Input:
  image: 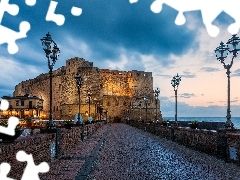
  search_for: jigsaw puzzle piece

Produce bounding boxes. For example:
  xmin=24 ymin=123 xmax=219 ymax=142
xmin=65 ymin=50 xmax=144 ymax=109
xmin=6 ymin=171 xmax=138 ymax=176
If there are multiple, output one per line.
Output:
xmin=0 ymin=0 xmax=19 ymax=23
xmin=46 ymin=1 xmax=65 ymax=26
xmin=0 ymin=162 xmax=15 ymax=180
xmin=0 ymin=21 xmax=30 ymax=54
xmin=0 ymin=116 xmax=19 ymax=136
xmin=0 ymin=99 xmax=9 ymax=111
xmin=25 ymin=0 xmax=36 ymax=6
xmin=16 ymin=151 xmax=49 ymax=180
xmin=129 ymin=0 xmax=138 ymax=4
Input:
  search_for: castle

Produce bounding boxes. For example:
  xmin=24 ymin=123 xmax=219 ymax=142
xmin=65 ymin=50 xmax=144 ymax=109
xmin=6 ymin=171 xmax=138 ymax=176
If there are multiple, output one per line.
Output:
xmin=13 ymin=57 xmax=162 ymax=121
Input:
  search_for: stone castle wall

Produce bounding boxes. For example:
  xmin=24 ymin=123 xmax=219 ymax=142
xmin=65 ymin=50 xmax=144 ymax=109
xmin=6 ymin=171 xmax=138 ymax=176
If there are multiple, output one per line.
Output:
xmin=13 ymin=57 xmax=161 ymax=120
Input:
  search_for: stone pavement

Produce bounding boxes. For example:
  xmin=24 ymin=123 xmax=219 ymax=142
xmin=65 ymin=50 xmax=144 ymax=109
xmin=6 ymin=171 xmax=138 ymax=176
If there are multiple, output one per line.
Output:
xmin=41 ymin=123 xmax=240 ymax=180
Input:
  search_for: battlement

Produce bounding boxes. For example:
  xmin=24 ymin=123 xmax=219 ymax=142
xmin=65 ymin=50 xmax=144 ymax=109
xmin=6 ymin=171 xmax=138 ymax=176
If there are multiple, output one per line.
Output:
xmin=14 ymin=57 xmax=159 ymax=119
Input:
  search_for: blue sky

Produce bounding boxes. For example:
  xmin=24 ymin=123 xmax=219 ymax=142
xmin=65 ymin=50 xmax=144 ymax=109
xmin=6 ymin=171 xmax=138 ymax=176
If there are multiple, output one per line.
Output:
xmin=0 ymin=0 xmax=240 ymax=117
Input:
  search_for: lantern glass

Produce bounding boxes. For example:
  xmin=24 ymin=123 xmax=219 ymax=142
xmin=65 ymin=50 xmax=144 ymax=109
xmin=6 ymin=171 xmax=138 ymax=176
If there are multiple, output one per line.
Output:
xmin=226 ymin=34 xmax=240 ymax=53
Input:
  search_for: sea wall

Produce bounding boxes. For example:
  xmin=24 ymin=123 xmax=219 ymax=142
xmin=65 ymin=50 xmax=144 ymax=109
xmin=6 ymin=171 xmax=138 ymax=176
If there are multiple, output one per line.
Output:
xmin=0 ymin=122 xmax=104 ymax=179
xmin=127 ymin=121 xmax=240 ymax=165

##########

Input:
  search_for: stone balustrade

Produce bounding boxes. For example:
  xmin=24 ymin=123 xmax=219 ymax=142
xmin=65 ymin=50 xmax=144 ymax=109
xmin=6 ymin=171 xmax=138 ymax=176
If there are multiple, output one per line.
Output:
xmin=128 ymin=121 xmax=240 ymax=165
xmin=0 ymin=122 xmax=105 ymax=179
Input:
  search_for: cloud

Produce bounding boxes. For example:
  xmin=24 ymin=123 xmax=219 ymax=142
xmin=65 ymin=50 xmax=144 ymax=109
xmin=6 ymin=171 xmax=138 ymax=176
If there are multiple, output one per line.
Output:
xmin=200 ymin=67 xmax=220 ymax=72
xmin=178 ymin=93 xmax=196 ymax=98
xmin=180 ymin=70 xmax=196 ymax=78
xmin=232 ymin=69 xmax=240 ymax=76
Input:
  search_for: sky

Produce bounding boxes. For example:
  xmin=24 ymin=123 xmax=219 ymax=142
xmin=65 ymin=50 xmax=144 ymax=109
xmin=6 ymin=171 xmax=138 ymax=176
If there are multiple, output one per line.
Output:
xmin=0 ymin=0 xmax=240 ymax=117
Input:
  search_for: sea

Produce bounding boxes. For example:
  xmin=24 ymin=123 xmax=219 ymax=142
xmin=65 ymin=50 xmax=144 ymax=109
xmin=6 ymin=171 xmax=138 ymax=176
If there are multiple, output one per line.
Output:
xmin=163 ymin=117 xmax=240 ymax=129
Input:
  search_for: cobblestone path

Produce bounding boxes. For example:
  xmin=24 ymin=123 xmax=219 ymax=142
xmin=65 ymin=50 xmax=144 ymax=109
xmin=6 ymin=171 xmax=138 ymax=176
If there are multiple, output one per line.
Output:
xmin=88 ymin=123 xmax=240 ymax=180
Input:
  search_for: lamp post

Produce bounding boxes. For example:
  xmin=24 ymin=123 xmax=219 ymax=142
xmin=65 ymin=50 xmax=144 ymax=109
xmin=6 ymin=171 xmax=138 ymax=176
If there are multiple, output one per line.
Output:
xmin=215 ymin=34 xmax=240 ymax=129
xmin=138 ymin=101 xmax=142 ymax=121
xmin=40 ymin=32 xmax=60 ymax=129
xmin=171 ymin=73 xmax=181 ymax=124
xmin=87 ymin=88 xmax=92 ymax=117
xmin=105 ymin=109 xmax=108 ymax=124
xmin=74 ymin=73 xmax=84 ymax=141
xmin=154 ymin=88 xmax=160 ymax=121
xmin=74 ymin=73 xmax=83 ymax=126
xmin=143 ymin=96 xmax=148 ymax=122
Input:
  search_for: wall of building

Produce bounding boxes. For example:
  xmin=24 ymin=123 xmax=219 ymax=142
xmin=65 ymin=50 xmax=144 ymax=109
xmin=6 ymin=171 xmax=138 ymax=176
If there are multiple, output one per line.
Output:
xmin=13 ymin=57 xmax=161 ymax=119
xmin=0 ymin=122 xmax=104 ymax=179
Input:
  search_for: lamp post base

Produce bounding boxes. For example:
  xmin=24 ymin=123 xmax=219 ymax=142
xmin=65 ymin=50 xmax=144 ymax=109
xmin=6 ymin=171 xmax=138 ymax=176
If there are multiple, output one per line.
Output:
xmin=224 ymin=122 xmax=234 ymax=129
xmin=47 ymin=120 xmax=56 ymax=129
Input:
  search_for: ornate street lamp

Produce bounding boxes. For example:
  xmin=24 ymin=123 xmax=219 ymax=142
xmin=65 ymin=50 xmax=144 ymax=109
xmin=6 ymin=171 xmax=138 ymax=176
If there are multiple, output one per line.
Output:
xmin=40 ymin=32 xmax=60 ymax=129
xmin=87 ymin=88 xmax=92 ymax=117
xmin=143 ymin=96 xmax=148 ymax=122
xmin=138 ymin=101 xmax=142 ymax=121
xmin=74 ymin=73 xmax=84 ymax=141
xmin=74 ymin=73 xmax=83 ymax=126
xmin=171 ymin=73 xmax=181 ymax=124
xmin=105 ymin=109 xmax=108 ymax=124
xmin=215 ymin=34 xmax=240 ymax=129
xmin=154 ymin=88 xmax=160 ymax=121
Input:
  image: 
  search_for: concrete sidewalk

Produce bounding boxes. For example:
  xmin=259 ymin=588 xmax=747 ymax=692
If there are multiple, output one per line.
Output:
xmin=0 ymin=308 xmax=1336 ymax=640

##########

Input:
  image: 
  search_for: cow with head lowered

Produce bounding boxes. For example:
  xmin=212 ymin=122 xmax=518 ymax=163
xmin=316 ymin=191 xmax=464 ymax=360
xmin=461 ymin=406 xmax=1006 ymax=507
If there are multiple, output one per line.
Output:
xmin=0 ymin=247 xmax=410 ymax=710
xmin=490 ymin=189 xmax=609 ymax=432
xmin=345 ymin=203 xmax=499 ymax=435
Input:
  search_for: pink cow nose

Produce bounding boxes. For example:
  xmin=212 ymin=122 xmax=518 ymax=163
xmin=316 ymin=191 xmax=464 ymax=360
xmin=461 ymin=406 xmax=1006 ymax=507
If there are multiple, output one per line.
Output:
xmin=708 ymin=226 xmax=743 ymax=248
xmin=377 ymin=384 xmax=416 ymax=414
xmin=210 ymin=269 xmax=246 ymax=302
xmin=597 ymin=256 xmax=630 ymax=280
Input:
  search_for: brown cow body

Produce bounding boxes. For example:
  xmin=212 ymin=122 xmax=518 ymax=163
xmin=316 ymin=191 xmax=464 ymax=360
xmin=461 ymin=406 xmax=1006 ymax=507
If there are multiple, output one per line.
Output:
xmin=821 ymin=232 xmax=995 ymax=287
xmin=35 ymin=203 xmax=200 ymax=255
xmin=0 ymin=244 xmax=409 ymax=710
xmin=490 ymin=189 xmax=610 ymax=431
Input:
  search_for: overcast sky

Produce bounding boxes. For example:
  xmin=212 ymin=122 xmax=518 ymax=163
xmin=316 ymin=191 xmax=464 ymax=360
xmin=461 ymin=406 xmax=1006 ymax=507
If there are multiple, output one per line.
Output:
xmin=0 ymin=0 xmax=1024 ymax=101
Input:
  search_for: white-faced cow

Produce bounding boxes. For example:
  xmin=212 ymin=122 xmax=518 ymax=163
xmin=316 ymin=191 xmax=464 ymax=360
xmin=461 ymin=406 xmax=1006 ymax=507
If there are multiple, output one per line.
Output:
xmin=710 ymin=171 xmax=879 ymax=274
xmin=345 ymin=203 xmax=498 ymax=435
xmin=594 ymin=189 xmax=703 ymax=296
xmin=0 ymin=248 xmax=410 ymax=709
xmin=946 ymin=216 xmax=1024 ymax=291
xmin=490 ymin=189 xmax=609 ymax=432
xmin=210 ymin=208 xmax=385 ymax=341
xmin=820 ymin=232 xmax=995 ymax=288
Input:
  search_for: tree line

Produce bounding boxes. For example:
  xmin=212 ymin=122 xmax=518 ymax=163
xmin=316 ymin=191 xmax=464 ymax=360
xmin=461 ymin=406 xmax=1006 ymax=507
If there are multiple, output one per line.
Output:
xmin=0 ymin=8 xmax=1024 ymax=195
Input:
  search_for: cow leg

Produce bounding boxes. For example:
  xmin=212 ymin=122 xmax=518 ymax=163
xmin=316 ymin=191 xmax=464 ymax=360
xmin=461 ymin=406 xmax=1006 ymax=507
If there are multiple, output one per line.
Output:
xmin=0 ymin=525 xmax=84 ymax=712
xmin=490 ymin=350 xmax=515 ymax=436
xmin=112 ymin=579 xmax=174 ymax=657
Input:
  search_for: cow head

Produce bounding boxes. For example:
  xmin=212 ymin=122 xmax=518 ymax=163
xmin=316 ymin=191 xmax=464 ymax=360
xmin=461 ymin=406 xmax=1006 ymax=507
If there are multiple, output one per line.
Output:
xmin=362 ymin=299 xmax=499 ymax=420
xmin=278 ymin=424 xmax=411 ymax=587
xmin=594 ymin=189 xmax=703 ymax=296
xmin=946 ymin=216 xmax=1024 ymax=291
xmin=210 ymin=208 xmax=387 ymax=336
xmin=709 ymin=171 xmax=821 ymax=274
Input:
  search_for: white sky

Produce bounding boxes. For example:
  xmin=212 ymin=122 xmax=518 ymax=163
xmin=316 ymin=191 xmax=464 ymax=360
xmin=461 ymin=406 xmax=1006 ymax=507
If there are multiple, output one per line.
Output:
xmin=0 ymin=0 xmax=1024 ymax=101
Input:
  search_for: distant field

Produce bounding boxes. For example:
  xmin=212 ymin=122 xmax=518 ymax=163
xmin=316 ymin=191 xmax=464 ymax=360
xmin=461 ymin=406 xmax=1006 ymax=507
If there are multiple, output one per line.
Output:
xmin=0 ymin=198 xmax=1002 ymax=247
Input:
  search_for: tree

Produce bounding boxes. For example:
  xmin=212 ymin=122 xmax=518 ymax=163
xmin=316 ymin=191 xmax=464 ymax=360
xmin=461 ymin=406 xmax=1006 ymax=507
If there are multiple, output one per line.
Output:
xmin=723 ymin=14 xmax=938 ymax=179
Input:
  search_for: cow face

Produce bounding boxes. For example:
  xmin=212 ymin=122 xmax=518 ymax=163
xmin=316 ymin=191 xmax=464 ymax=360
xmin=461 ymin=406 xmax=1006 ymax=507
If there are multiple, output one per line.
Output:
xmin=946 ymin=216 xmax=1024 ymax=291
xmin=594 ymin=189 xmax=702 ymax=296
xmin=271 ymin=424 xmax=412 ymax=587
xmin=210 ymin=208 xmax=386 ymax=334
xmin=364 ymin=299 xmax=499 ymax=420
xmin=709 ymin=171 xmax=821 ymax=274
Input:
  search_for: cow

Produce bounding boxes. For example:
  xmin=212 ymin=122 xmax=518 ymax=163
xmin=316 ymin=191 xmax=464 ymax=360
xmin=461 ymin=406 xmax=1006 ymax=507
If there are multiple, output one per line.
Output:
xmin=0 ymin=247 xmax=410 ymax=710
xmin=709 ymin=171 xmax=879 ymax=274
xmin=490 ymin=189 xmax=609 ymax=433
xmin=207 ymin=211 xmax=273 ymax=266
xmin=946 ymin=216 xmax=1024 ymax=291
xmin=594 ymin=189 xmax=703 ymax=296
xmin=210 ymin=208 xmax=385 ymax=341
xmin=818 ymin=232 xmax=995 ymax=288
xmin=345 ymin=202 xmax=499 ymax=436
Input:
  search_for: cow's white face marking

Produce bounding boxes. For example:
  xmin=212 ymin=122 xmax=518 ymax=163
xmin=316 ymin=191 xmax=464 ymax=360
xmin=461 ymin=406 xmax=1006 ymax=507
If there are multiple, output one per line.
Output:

##########

Count the lines of the data above that contain the word "wall", and reply with the number only.

◆ Worked solution ◆
3